## start
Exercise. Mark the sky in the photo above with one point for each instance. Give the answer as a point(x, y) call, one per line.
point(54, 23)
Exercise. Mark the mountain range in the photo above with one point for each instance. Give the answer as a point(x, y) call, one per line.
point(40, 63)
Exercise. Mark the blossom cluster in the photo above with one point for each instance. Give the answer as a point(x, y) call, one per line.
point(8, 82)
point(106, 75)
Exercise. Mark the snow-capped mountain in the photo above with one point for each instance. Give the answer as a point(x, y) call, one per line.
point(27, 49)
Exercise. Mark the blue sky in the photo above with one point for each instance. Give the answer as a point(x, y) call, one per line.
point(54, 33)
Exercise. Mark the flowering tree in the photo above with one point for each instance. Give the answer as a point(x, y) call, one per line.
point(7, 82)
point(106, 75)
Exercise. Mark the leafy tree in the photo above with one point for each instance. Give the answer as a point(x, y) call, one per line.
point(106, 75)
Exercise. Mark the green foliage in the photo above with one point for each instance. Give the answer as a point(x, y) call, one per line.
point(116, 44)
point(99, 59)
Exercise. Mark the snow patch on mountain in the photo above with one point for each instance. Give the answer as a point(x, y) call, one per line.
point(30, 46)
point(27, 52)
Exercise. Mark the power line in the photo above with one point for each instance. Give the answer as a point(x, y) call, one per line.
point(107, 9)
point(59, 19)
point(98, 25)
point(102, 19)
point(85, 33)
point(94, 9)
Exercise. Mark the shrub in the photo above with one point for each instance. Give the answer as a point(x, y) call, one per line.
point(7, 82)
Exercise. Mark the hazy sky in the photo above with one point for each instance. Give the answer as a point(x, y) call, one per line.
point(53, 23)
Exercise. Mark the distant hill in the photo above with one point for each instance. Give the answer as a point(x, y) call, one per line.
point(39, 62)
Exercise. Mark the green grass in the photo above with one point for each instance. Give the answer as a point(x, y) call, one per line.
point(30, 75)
## end
### Aim of the task
Can you rewrite everything from the start of the rows down to and including the line with "point(40, 63)" as a numbered list, leaving out blank lines?

### Correct output
1. Exercise. Mark the sky in the photo above with one point for each instance. Give the answer as a point(x, y) call, one per line.
2. point(54, 23)
3. Exercise. Mark the mountain range in the photo above with one point for each instance. Give the answer as a point(x, y) call, one per line.
4. point(40, 63)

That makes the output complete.